▸ **What needs to be done**:
Before printing the listing, strip out its pictures and keep everything else exact.

▸ **Records for the task**:
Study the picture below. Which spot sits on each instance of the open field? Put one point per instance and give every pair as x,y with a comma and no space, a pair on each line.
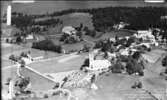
73,19
111,86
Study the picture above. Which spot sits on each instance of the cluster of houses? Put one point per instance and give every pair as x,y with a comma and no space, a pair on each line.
147,40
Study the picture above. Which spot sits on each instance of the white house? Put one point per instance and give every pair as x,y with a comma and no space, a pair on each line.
69,30
98,65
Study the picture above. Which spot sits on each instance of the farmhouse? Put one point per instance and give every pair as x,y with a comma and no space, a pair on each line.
69,30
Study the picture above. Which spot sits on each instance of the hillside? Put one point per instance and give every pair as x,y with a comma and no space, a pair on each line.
73,19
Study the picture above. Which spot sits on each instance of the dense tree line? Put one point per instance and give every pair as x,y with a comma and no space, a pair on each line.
47,45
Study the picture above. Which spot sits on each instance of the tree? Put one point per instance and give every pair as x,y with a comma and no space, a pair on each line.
164,61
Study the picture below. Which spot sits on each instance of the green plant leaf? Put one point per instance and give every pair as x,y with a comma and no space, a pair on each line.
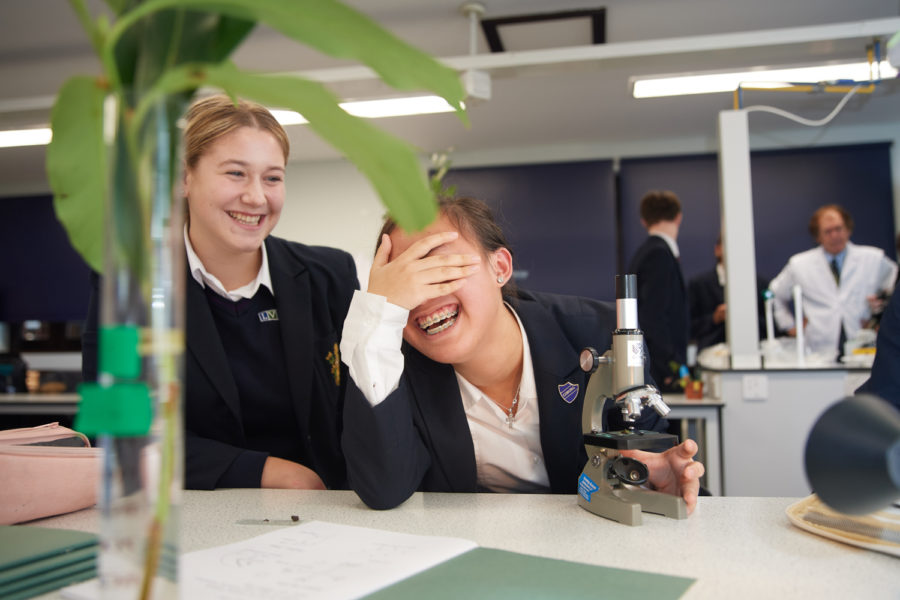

▸ **Answer**:
Study the picture below. Which spot sits on each instance of the open field? Put one point per instance and give every pair as x,y with a comma and no space, a pair on each line.
73,19
111,86
Study the picture above. Which spot sits on each instance of the cluster of houses? Put one point per instance and give every pair as x,y with a comma and no space, a pair on each line.
147,40
Study the picture above. Which spot sits on each instance of the white house? Put one point per instance and give every pair as x,y with a comma and no space, a pair on each line.
69,30
98,65
Study the picture above. Which spot sits on each instance of the farmhouse? Put one point per instance and give every pair as x,y with a comma and no space, a pair on each line.
69,30
Study the picture above. Which spot sits on each instance of the hillside? Put one point per instance and give every pair as x,y with a comma and no space, a pair on each line.
73,19
Study the picture above. Which spot sits on each instance of the dense tree line? Put one point per instance and give every pair as x,y with a comma and no space, a pair on each line.
47,45
Study the picture above. Which spot sits on each instance of the tree? Put one point per instance and give every pair as x,y with a comma and no space, a pair on each line.
164,61
Study the picture below. Which spot sits on each instance of the green plant leaf? Put one point per instance and give every pair as x,y with a comma and no space, a pair on each line.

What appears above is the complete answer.